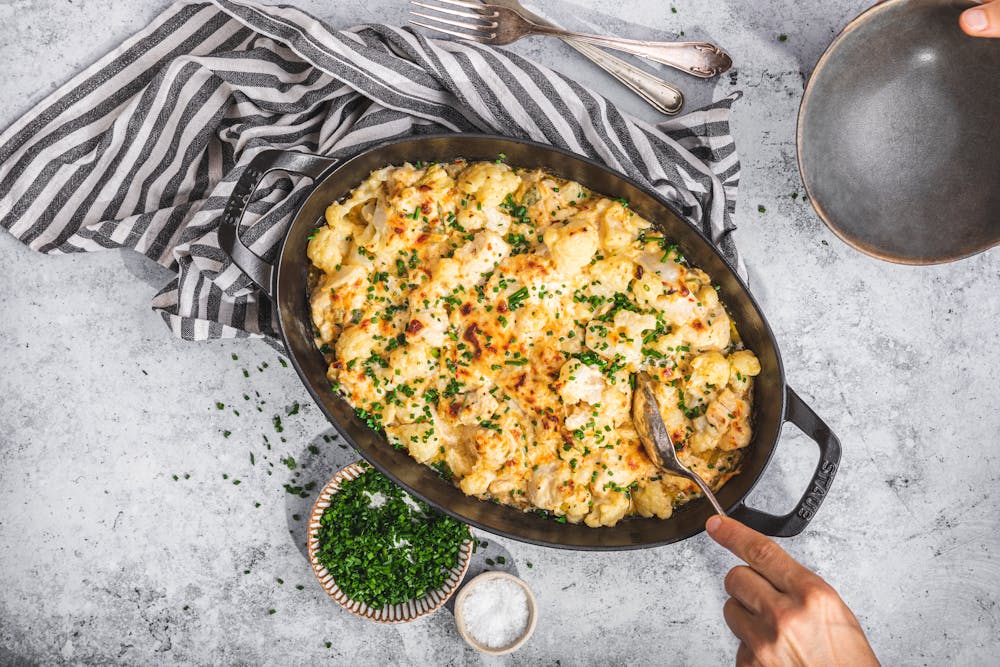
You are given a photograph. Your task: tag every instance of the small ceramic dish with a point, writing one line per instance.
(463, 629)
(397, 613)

---

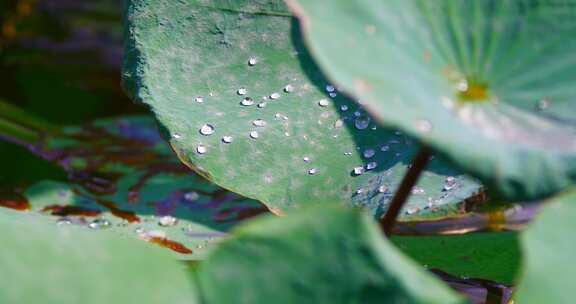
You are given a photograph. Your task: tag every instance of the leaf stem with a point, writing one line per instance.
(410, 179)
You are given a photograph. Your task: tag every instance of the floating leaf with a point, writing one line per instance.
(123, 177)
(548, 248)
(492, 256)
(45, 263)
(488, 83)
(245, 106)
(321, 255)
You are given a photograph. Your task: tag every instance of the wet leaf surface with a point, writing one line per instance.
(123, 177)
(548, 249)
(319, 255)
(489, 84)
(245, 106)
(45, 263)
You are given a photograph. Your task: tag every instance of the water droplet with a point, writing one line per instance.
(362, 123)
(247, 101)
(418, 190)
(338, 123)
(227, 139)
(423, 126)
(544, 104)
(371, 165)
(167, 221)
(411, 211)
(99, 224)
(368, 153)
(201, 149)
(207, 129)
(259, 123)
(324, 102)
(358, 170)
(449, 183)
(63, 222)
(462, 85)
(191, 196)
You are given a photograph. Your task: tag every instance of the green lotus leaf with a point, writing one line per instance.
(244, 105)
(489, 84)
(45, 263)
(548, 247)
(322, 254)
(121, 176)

==

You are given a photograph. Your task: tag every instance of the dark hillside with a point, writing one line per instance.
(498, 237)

* **EXERCISE DETAILS**
How many lines in the records above contain the string "hillside", with case taken into account? Give only the number.

* **FINAL RESULT**
1